Requirement:
Rewrite every row below with each "instance" replaced by "occurrence" and everything else unchanged, and leave the pictures out of your answer.

Start Supplied entries

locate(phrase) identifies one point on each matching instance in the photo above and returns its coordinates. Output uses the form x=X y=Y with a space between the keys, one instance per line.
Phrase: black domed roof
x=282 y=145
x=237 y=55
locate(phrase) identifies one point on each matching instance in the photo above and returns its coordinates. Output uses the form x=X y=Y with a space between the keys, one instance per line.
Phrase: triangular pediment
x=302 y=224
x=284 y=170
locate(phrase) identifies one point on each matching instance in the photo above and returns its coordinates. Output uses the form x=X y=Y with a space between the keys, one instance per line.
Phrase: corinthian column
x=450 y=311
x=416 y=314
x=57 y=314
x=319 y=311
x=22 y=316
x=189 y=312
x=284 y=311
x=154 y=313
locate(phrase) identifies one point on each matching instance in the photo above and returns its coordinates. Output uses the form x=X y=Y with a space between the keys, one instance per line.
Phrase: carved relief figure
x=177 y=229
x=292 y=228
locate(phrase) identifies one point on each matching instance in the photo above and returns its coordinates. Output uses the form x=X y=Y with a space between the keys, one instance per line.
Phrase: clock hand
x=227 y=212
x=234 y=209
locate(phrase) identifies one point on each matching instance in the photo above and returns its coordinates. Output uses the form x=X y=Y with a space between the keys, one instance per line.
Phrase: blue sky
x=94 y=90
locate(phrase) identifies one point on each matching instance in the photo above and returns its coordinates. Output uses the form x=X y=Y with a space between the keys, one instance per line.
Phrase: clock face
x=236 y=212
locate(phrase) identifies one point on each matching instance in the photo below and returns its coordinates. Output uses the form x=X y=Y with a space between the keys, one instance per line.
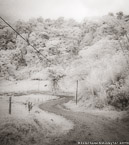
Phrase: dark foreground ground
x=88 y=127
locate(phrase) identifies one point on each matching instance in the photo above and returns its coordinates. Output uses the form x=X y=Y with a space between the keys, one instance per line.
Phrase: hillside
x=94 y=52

End Supplied entries

Task output:
locate(phrase) identifies one point on each matching occurrence in the photo above and returns its coordinates. Output uses the form x=X y=Y with a space between the keys, one occurrence per line.
Phrase: black domed roof
x=282 y=145
x=237 y=55
locate(phrase) identifies one point on each matching occurrence in the photo above and returns its coordinates. Output uses the form x=X y=Y with a space between the keys, one occurrence per line.
Phrase: triangular pediment
x=302 y=224
x=284 y=170
locate(phrase) identifies one point on each matching occurrence in the photo above and returns its coordinates. Output uses the form x=X y=Y with a space between the keys, one occurrence per line.
Phrase: corinthian column
x=450 y=311
x=416 y=314
x=57 y=314
x=319 y=311
x=22 y=316
x=189 y=312
x=284 y=311
x=154 y=313
locate(phrase) identifies one point on each matching occurrence in the photo above and returns its coordinates. Output uses the form x=X y=Y with a space between the keys, one occurrence per line.
Phrase: carved relief figure
x=177 y=229
x=292 y=228
locate(phrase) identifies one point on each matching occurrence in the photo above and returns its coordinates. Output uses the form x=X y=Y with a space between the keys, one occurrence per line.
Phrase: clock hand
x=227 y=212
x=234 y=209
locate(phrase) identifies one point on each matching occurrence in the photo above and returns its coordinates. Output uses the form x=X y=Y with a space between the keys, one occurrence per line.
Phrase: blue sky
x=94 y=90
locate(phrase) identifies one point on each matching occurrence in the photo above and returns its coordinates. Output uses the form x=X y=Y with a space between the keys, one occurrence per line.
Phrase: clock face
x=236 y=212
locate(phrase) identifies one point on each matching occurrence in the photo below and returns its coordinates. Output uses the form x=X y=Y with a space between the keys, one occurrence per line.
Phrase: dark foreground ground
x=88 y=127
locate(phrase) identifies one point on each matching occurrence in the photo above and returns its coordinates. Output uses the form x=X y=Y with a space between the keys, one occurrence per line.
Phrase: hillside
x=94 y=52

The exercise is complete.